TEXTO DE LECTURA:
A pesar de la situación en la que se encuentra Perú
actualmente, un hecho prevalece: los pueblos de los Andes se cuentan sin duda
alguna entre los más grandes experimentadores agrícolas que la historia a
conocido. Mucho antes del Imperio inca, los naturales de los altos valles
andinos perfeccionaron las técnicas de cultivo que les permitieron aprovechar
al máximo el suelo.
Antes de buscar un ambiente ideal para la papa, los peruanos
desarrollaron diversos tipos de plantas para diferentes condiciones de suelo,
de sol y humedad. Para los campesinos de los Andes, la diversidad fue el
elemento más importante en el desarrollo de la agricultura. Las papas, por
ejemplo, tenían diferentes formas, texturas y colores: algunas eran redondas,
otras ovaladas o nudosas… pero los antiguos agricultores no buscaban la
diversidad por un simple placer estético; habían comprendido rápidamente que
las diferencias de forma y color correspondían a otras variaciones más sutiles.
Unas clases maduraban rápidamente y otras con mayor lentitud; esta era una característica
muy importante cuando se sabe que el período de crecimiento de una planta varía
según la altitud, el grado de humedad, etc…
Lo que es útil para el cultivo de la papa, lo es para el del
maíz. Tenían mas de una docena de variedades. Ciertas mazorcas maduraban en 60
días, otras requerían muchos meses. Algunas variedades crecían en regiones que
recibían bastante agua como el altiplano de México o la Florida, y otras en los
desiertos, como el noreste de México. Sea en las montañas sea en las planicies,
el maíz fue cultivado en todas partes: desde Canadá hasta América del Sur.
Los campesinos amerindios pudieron crear y mejorar un gran número
de variedades gracias al conocimiento profundo y práctico de la genética de las
plantas, adquirido a través de generaciones. El maíz, por ejemplo, no crece en
estado silvestre. Para que las mazorcas se formaran, los primeros horticultores
mesoamericanos debían fertilizar a mano cada planta, depositando el polen sobre
las finas inflorescencias situadas en la extremidad superior de la mazorca. Experimentando
con base en esta técnica, es decir, fertilizando un maíz con el polen de otro
que poseía propiedades diferentes, lograron crear nuevas variedades que
combinaban las cualidades de las dos plantas madres. Actualmente se llama “hibridación”
a este tipo de tratamiento, y hace poco tiempo los científicos empezaron a
practicarla a gran escala.
En América del Norte el conocimiento técnico de los
amerindios permitió a los colonos ingleses y franceses establecerse en el
continente. Los naturales sirvieron de modelo a los campesinos europeos que,
enfrentados a una naturaleza desconocida y hostil, comprobaron rápidamente la
inadaptación de sus métodos agrícolas tradicionales.

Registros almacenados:
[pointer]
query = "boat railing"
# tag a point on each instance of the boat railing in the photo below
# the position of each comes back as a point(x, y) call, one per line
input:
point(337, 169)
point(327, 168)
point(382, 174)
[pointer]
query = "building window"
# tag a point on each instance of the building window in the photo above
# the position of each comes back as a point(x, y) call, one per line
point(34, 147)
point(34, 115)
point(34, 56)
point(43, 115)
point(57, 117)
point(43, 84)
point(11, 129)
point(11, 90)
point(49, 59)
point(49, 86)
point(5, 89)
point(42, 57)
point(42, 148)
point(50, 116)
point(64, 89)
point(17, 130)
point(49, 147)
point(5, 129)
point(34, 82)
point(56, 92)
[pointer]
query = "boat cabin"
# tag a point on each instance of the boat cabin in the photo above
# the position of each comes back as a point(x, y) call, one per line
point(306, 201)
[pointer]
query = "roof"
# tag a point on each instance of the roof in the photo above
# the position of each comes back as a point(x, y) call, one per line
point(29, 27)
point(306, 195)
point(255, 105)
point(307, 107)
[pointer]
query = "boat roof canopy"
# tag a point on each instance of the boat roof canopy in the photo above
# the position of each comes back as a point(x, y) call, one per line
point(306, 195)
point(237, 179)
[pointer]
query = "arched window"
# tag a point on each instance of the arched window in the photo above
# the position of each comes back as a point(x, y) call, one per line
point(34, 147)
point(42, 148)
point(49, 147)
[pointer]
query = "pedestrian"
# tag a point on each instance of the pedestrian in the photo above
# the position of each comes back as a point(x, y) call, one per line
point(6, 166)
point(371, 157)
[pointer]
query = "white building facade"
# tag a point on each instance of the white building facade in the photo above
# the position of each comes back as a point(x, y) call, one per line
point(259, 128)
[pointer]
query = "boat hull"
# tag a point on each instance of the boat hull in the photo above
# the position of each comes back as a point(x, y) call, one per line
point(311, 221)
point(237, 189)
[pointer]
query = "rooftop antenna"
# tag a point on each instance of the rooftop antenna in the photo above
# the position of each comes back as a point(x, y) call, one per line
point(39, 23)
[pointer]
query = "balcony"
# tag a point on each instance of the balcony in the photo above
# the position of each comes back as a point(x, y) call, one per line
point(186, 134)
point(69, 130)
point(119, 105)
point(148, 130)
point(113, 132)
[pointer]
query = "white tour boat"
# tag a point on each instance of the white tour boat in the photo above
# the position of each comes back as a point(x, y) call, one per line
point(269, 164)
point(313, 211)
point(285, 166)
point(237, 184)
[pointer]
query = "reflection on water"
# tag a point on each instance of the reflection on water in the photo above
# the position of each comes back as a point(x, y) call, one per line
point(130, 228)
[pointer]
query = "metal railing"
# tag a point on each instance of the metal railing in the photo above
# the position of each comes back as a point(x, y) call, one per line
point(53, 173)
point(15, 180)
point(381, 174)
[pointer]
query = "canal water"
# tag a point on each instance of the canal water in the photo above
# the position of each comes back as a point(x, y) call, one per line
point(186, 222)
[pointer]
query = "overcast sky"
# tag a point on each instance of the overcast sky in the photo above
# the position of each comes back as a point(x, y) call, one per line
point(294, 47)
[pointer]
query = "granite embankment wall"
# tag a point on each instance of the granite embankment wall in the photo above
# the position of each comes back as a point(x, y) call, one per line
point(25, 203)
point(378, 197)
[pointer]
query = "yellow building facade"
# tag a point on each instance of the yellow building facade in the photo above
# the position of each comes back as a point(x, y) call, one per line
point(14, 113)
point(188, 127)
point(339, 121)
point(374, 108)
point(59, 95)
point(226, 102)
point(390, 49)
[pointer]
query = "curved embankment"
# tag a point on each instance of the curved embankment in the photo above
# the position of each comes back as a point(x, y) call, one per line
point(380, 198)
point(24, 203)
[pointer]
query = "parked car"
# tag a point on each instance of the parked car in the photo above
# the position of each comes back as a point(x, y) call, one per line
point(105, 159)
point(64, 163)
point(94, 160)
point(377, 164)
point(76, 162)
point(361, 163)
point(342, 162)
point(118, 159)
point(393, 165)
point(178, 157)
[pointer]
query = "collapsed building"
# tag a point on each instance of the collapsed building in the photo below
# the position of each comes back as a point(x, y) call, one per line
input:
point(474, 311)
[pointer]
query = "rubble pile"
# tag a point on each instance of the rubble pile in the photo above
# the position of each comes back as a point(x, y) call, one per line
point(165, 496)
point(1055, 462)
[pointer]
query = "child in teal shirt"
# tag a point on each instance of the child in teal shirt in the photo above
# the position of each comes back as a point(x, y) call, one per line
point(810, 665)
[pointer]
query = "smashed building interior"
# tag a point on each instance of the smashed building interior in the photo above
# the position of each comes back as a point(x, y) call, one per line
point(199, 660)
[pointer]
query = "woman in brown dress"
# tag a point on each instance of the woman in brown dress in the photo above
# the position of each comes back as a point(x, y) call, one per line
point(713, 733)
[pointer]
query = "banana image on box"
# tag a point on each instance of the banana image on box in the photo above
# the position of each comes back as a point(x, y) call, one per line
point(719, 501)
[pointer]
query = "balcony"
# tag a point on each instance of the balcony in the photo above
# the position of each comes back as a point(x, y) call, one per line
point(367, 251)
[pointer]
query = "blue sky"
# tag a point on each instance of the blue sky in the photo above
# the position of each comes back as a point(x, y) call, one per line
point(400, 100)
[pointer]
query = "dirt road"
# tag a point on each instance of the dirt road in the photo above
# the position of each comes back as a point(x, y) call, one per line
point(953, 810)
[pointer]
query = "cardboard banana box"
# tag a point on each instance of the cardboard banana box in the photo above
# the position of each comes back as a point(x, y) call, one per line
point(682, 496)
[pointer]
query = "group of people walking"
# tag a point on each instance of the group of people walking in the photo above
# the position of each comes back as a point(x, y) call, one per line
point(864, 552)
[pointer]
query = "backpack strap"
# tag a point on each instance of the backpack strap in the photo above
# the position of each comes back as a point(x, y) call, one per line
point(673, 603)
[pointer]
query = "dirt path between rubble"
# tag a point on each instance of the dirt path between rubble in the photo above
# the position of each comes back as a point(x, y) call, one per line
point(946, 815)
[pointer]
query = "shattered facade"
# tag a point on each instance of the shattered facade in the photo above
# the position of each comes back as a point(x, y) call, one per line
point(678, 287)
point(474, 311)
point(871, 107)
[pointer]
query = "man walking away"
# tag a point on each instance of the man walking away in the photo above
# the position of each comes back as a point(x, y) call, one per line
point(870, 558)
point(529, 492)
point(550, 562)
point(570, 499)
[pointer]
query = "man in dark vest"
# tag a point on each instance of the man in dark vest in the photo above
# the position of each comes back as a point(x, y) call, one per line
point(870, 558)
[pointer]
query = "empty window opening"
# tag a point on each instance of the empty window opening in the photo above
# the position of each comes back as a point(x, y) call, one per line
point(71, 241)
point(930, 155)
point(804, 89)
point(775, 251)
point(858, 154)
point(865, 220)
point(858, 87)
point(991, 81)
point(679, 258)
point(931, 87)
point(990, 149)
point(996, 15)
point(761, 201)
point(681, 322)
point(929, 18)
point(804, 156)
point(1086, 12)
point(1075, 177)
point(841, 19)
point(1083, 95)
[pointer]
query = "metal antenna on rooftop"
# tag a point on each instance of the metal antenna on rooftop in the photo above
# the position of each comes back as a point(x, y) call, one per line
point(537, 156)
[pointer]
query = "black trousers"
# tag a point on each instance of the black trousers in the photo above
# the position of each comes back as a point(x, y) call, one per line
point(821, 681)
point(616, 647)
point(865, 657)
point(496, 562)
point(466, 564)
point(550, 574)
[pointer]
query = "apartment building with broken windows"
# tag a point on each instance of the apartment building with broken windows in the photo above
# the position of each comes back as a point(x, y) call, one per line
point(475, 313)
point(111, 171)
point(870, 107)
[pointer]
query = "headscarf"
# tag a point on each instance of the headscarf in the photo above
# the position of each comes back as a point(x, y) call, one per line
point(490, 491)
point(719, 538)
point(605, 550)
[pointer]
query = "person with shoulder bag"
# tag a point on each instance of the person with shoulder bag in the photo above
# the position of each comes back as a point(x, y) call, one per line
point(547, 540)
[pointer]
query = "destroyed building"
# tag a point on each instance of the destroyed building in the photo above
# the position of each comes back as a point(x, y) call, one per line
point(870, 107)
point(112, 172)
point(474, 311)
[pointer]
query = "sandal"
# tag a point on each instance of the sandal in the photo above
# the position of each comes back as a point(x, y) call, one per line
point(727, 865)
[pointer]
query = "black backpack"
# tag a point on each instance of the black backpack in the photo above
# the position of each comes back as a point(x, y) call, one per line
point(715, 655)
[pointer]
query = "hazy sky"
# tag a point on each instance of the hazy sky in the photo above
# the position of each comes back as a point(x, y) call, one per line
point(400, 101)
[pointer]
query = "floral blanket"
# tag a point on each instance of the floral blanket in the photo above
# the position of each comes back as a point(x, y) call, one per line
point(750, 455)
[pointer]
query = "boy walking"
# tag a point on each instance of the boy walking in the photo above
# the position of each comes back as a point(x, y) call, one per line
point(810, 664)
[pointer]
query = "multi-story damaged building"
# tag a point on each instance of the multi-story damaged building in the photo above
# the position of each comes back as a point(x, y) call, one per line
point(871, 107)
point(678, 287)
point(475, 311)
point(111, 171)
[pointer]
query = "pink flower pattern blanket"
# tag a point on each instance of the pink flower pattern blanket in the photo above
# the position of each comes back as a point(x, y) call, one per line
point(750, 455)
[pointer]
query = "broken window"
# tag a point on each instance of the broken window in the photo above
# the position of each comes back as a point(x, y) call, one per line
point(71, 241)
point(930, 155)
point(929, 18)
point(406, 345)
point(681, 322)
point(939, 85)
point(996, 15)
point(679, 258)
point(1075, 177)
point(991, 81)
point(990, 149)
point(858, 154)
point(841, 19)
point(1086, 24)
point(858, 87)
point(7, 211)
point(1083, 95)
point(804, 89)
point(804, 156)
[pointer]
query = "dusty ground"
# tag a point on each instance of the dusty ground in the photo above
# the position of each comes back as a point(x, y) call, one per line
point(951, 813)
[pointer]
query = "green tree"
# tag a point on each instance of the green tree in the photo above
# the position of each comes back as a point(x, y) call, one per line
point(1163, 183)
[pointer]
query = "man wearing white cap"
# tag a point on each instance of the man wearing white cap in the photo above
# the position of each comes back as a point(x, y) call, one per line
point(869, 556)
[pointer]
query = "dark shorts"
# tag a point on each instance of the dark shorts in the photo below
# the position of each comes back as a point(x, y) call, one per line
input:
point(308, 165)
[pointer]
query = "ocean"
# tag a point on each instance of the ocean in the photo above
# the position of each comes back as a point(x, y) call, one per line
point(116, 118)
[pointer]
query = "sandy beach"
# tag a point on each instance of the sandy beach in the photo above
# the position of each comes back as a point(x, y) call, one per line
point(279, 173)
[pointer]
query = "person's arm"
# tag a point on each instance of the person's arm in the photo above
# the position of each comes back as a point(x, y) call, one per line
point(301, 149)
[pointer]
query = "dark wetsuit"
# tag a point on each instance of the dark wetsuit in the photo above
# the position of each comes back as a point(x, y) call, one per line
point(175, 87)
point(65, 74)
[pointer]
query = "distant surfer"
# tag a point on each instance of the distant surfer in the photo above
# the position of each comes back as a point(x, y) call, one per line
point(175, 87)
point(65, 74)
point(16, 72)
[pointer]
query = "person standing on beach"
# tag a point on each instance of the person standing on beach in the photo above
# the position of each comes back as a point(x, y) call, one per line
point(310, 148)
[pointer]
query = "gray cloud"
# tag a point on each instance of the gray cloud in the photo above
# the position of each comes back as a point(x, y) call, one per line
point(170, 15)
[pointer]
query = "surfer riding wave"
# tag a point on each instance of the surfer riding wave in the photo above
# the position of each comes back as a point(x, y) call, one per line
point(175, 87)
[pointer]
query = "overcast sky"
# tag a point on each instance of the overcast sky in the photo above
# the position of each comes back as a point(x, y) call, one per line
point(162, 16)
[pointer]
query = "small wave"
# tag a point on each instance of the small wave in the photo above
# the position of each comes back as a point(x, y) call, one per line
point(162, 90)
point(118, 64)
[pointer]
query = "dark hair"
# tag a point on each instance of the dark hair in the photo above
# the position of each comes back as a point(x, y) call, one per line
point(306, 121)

EJERCICIOS:
1: Actualiza el texto sobre la agricultura andina y transcribe todo lo que va desde "A pesar de la" hasta "máximo el suelo.", pero cambia "experimentadores" por "innovadores".
2: Enumera las formas que el texto sobre la agricultura andina atribuye a las papas.
Los registros no intervienen en esta actividad.

SOLUCIONES:
1:
A pesar de la situación en la que se encuentra Perú
actualmente, un hecho prevalece: los pueblos de los Andes se cuentan sin duda
alguna entre los más grandes innovadores agrícolas que la historia a
conocido. Mucho antes del Imperio inca, los naturales de los altos valles
andinos perfeccionaron las técnicas de cultivo que les permitieron aprovechar
al máximo el suelo.

2: Redondas, ovaladas y nudosas.